Point-per-instance localization data:
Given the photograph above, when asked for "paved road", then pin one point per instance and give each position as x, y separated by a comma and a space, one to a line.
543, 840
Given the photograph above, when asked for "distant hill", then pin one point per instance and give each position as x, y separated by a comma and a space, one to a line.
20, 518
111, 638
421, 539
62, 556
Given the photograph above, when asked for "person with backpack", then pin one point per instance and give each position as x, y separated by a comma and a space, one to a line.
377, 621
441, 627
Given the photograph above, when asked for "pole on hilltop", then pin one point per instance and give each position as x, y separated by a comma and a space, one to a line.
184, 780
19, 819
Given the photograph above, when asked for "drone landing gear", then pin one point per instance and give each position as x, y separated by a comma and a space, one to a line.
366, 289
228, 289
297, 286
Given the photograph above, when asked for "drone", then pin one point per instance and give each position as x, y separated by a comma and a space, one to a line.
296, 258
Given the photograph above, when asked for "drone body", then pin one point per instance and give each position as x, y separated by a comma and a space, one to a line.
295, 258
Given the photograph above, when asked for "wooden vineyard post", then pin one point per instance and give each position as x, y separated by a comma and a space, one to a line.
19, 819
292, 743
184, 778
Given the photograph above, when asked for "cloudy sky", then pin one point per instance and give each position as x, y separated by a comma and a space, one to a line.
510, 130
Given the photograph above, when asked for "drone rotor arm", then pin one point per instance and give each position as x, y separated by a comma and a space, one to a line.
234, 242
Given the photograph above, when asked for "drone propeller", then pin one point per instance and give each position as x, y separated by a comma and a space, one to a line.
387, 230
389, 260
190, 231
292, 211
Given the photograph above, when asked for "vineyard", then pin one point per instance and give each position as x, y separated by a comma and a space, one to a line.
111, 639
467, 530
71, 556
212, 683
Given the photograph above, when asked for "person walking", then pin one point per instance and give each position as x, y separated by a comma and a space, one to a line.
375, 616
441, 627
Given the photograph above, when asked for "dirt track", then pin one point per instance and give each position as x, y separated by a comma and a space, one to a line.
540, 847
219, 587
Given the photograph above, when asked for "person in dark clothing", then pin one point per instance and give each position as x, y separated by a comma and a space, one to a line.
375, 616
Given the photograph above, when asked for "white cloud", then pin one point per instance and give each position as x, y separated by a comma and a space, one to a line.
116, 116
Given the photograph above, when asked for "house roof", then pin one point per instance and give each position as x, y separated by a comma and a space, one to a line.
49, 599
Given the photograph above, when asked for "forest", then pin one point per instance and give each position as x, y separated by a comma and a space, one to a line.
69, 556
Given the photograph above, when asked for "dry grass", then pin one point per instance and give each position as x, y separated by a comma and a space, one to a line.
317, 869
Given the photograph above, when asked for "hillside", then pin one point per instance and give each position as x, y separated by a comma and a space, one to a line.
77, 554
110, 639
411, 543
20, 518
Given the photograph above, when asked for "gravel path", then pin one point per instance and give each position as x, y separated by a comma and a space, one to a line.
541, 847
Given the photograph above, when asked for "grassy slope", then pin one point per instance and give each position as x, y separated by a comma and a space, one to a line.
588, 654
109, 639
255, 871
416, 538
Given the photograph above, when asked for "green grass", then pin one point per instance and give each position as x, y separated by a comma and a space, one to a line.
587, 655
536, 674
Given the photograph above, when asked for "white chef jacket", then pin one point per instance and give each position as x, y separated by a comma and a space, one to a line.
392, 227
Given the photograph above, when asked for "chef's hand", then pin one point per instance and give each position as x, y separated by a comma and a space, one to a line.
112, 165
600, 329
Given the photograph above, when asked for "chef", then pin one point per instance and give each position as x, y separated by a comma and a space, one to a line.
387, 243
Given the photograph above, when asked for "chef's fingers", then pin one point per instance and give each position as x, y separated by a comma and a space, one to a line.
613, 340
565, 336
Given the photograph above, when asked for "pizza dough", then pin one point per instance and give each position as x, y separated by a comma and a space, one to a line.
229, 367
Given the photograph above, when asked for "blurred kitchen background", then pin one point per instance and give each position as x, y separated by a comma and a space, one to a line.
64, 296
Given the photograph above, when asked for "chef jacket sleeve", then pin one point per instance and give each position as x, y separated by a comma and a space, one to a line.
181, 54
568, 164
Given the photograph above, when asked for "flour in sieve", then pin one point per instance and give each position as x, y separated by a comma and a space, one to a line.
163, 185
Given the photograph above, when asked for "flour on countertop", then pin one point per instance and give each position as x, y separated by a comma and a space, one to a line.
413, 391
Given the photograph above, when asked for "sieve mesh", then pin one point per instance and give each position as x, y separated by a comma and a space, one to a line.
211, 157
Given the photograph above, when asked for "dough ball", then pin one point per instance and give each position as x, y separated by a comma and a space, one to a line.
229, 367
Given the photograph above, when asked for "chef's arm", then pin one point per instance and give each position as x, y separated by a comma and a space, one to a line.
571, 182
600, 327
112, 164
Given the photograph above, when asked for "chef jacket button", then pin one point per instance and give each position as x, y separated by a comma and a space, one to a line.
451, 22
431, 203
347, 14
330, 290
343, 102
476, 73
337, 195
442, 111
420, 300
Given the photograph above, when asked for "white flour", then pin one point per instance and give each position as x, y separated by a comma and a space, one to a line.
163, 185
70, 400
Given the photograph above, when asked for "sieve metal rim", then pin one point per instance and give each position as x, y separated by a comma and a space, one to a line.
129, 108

- **Task**
Whatever lines appear above, reproduce every one of them exactly.

- **Solution for this task**
Given the photograph above, when asked for "paved road", then pin one point per instance and give each position as x, y separated by a comma and a space, one to a line.
543, 840
Given the photograph above, when asked for "distant hill", then pin one point per instance and give each position as x, y separated by a comma and a space, one to a line.
20, 518
111, 638
421, 539
62, 556
Given the photograph above, when asked for "person with backpack", then pin one point per instance and give each position as x, y separated by a comma and a space, one to a line.
377, 621
441, 627
Given the photograph above, when asked for "pole on hilltop", then pin one point per instance and give each position as x, y separated by a comma and a space, one to a line.
184, 780
19, 819
Given the photograph above, when asked for "drone landing gear", then pin one point per instance and give each position as x, y separated by a comma and a space, one to a line.
366, 289
228, 289
297, 286
Given the photograph above, when asked for "drone", then pin one point per instance and give each position as x, y separated by a comma and a space, one to a line.
296, 258
Given the photograph above, when asked for "drone body", then pin one point per instance and give each position as x, y separated by a comma and a space, one to a line.
295, 258
Given the photograph above, when asked for "wooden vineyard post", then pin one point per instance and give each position as x, y separated by a comma and a space, one to a line.
19, 819
292, 743
184, 778
Given the photograph above, when asked for "cloudy sky", then pin one point per instance and give each position as x, y separated by a comma and a space, one to a line.
510, 130
Given the photograph above, when asked for "drone rotor arm", then pin one point per instance and give each position as x, y separated by a comma and a space, one to a line.
234, 242
Given the photograph above, when asked for "drone propeller", then pin one point per instance and give each position as x, y separated by a comma and a space, one to a line.
387, 230
389, 260
190, 231
292, 211
Given the photograph above, when asked for "vineyard", then pin one point per instance and give each position as x, y separated by a comma and a space, one to a line.
111, 639
467, 530
71, 556
212, 683
Given the photograph above, when asked for "person walking", then pin one point per instance and give each position as x, y separated by a comma and a space, one to a line.
375, 616
441, 627
Given the photograph above, when asked for "dirt track", then pin one point per instance and give each position as x, y separated by a comma and a space, one to a line.
540, 847
219, 587
Given the photograph above, when asked for "person in dark clothing", then pin one point per instance and give each position as x, y separated by a comma and a space, one to a line.
375, 616
Given the photograph above, when asked for "white cloud", then pin one point per instance and give each position as x, y separated by a comma and a space, one to a line.
116, 116
Given the photograph above, when asked for "house roof", then pin one point per instance and give each position as x, y separated by a comma and a space, one to a line.
49, 599
Given the photograph above, when asked for "forest", then pin one point per instance and give each position as x, y separated by a comma and a space, one to a line.
69, 556
Given the photograph above, when asked for "dry grass", then pin one point per instance and give each position as x, y separated by a comma and a space, one to a line.
317, 869
Given the photograph above, when asked for "hillside", then pin one point per instance and give each position as x, y separated by a comma and a space, one to a line.
77, 554
110, 639
411, 543
20, 518
Given the photograph above, when asked for "gravel path", then pin one point per instance and give each position as x, y separated by a comma and a space, one to a line.
541, 847
Given the photograph above, when asked for "grassy slope", then pin one point per instance and give each position as x, y separated by a comma and a space, one to a line.
588, 654
109, 639
255, 871
416, 538
Given the photograph above, when asked for "green grass", then pin one point per instance and give each position as x, y separated by a comma and a space, one to a line.
587, 655
536, 674
Given the photograph above, when asked for "white chef jacket", then pin one point per instance and give each position as x, y separated by a comma and a space, one to a line.
392, 227
Given the photograph above, when asked for "chef's hand", then pin one point per instance and give each position as x, y separated by a comma and a space, one to a line.
112, 165
600, 329
Given the photograph above, when asked for "chef", then pin one point per instance and give each position as x, y separated by a comma and a space, one to a line.
387, 243
Given the photograph above, when asked for "chef's fingers", then pin one point per instance and give each position as x, y separated by a comma and a space, one to a line.
613, 340
565, 336
Given the photograph above, when asked for "pizza dough", then pin one point per instance and give each position as x, y separated by a comma and a space, one to a line.
229, 367
Given the photograph above, when asked for "blurred kitchen background", then pin one point per instance and give each position as x, y separated by a comma and a space, one to a line.
64, 296
Given the photograph above, when asked for "chef jacket sleeve", then pin one point per instance and give each position as x, y separated by a comma and a space, one to a line.
181, 54
568, 164
Given the photograph above, when asked for "flour in sieve", then pin one point per instance and give each position as x, y separated by a comma and a space, one to a line.
163, 185
Given the photograph above, when asked for "flour on countertop", then pin one point per instance and give each position as x, y separated by a comma and a space, one to a line.
413, 391
Given the photograph above, when asked for "sieve mesh", then pin one point per instance and give each position as x, y separated by a comma and a space, one to a line.
211, 157
Given the photograph above, when asked for "dough ball", then pin one point per instance and give each position as x, y separated by a comma and a space, one to a line.
229, 367
Given the photograph above, when asked for "chef's arm", then pin one point per instance and give each position as x, y separated by a comma and a space, one to a line.
571, 182
600, 327
112, 164
Given the photograph above, when asked for "chef jacket button", then pin one point per instance and give each position as x, y separated by a comma and a space, one to a line.
451, 22
431, 203
347, 14
330, 290
343, 102
476, 73
337, 195
442, 111
420, 300
Given the photograph above, when asked for "white flour", then pin one point per instance and give each position as x, y separated by a comma and a space, one to a line.
163, 185
70, 400
Given the photograph above, when asked for "sieve metal rim", then pin one point per instance and give each position as x, y separated by a comma and a space, one to a line.
129, 108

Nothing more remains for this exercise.